• Data for processing:
'''

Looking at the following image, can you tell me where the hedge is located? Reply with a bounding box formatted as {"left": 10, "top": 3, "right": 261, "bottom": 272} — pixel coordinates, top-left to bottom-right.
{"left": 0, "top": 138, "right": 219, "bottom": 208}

'''
'''

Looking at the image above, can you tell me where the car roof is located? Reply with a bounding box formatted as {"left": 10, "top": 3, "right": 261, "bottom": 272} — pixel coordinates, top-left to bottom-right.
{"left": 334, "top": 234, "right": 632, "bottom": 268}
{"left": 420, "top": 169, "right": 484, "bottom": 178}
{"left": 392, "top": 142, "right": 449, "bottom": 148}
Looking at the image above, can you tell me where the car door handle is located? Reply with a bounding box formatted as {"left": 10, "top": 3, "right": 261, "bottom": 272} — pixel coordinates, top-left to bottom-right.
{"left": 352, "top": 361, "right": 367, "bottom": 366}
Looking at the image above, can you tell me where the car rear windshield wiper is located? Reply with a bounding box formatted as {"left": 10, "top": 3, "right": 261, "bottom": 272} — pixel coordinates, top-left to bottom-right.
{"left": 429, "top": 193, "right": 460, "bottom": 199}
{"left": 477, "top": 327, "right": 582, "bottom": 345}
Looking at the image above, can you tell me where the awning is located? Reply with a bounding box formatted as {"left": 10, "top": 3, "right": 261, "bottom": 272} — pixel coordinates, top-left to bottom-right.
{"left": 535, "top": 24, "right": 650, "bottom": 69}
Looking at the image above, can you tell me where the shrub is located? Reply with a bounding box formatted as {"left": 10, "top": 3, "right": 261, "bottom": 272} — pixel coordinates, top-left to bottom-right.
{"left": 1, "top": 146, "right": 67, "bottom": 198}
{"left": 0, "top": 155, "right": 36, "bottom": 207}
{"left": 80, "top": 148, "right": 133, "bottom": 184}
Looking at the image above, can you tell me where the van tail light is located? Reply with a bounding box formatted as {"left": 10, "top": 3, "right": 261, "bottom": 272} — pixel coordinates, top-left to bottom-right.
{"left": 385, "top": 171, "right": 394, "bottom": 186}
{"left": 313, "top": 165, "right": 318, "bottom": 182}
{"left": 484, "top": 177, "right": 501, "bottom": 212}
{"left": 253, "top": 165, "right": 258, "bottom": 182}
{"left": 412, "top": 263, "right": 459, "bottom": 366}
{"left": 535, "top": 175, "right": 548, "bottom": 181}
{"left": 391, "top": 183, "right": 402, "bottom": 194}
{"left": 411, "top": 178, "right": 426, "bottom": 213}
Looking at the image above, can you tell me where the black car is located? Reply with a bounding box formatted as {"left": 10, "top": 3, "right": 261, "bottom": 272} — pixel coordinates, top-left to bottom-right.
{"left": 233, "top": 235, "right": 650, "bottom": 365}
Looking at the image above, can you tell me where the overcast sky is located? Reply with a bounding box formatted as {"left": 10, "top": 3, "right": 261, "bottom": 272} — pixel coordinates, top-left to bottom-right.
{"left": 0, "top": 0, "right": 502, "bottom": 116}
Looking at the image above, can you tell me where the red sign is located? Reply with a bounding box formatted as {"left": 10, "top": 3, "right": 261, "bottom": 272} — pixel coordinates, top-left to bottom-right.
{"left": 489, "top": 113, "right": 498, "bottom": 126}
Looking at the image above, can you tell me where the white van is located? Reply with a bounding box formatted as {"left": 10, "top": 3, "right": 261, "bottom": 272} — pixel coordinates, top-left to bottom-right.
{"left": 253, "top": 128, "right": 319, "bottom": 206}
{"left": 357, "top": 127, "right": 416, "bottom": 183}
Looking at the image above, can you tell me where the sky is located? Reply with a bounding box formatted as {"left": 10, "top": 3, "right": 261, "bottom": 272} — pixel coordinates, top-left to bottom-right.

'''
'''

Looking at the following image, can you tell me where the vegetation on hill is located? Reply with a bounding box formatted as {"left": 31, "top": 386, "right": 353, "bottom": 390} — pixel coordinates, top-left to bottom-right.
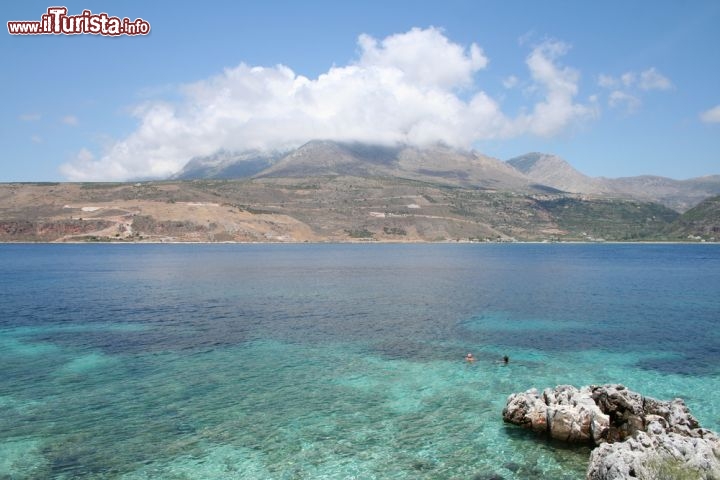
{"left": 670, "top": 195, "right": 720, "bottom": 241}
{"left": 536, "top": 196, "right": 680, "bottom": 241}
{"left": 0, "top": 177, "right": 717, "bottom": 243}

'''

Beginning at the line with "where the red" and ending at the line with "where the sky", reproduce each line of the data above exactly, and add no other lines.

• Final answer:
Looking at the image above, can you tell me where the red sign is located? Reply with a bounding box formatted as {"left": 10, "top": 3, "right": 261, "bottom": 272} — pixel coordinates, top-left to bottom-right.
{"left": 489, "top": 113, "right": 498, "bottom": 126}
Looking at the image above, can you tell me where the white van is located? Reply with a bounding box formatted as {"left": 10, "top": 3, "right": 261, "bottom": 272} — pixel coordinates, top-left to bottom-right.
{"left": 253, "top": 128, "right": 319, "bottom": 206}
{"left": 357, "top": 127, "right": 416, "bottom": 183}
Looking at the image above, can you tell me where the sky is located? Reply with a bounding box formatted as {"left": 10, "top": 3, "right": 261, "bottom": 272} — pixel coordinates, top-left to bottom-right.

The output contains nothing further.